● **Exercise**
Lay out the data from the line containing "[tag] burda logo" through the end of the data, both ends included, as a Markdown table with the columns Row and Line. Put a row number in Row and that line in Line, and leave out blank lines.

Data from a point labeling set:
++++++++++
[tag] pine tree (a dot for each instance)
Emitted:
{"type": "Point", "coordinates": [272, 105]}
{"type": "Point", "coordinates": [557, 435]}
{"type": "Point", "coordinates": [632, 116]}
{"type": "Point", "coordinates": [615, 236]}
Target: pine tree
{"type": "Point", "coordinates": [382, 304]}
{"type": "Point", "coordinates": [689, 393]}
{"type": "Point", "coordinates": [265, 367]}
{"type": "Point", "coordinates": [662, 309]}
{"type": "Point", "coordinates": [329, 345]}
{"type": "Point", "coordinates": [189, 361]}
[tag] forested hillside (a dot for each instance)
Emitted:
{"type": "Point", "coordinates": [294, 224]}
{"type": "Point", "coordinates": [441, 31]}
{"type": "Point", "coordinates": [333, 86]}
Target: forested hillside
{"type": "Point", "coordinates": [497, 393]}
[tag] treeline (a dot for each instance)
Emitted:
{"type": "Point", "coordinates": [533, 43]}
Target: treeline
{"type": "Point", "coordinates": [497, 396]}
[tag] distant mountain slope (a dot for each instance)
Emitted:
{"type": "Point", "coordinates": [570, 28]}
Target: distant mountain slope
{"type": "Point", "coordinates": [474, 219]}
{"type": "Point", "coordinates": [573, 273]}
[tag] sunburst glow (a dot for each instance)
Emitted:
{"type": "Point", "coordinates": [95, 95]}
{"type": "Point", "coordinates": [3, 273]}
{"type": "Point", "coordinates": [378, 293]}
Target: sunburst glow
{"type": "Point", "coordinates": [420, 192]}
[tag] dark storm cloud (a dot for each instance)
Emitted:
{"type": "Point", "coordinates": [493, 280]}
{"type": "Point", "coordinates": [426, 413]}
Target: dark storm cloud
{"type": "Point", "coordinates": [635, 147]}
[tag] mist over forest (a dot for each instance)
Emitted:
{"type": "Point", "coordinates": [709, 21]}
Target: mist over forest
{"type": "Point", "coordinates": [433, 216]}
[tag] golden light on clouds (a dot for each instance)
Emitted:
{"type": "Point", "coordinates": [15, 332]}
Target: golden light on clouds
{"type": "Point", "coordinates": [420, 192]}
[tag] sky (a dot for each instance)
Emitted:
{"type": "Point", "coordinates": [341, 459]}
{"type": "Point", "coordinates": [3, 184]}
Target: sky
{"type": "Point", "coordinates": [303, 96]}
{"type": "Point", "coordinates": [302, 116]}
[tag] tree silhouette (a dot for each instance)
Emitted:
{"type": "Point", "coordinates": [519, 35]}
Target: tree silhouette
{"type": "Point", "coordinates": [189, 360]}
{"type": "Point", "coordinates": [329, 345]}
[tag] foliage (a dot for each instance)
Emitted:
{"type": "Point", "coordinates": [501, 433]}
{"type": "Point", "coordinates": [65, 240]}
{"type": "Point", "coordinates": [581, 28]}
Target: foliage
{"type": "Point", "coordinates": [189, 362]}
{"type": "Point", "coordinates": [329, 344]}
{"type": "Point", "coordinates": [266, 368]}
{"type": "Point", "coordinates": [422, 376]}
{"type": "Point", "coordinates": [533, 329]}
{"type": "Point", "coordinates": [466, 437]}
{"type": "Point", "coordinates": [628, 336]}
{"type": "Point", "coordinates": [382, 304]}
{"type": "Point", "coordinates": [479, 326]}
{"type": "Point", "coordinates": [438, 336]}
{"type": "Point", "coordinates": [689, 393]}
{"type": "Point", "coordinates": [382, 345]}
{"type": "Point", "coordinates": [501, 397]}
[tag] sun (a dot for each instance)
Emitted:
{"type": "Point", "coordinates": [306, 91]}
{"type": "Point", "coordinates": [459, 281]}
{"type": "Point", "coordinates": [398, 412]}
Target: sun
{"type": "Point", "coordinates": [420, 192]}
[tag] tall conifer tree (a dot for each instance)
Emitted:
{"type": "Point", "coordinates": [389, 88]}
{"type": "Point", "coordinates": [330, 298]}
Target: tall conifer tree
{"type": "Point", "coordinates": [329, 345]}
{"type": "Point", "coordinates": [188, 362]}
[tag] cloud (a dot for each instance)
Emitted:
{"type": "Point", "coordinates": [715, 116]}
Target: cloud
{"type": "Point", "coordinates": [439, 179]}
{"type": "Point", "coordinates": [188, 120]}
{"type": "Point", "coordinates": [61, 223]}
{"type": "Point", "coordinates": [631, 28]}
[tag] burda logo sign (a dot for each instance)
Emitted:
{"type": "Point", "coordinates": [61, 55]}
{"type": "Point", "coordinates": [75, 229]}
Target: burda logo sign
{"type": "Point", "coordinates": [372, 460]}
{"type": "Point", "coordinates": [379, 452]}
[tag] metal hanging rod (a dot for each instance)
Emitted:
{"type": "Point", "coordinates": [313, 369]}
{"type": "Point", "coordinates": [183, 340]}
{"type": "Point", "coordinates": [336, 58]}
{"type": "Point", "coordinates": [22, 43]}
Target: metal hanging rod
++++++++++
● **Output below**
| Row | Line |
|---|---|
| 1 | [tag] burda logo sign (a dot for each instance) |
| 2 | Emitted: |
| 3 | {"type": "Point", "coordinates": [61, 55]} |
| 4 | {"type": "Point", "coordinates": [75, 229]} |
| 5 | Target: burda logo sign |
| 6 | {"type": "Point", "coordinates": [372, 460]} |
| 7 | {"type": "Point", "coordinates": [379, 452]} |
| 8 | [tag] metal hanging rod (a dot for each instance) |
| 9 | Emitted: |
| 10 | {"type": "Point", "coordinates": [313, 369]} |
| 11 | {"type": "Point", "coordinates": [183, 340]} |
| 12 | {"type": "Point", "coordinates": [336, 58]} |
| 13 | {"type": "Point", "coordinates": [22, 43]} |
| 14 | Target: metal hanging rod |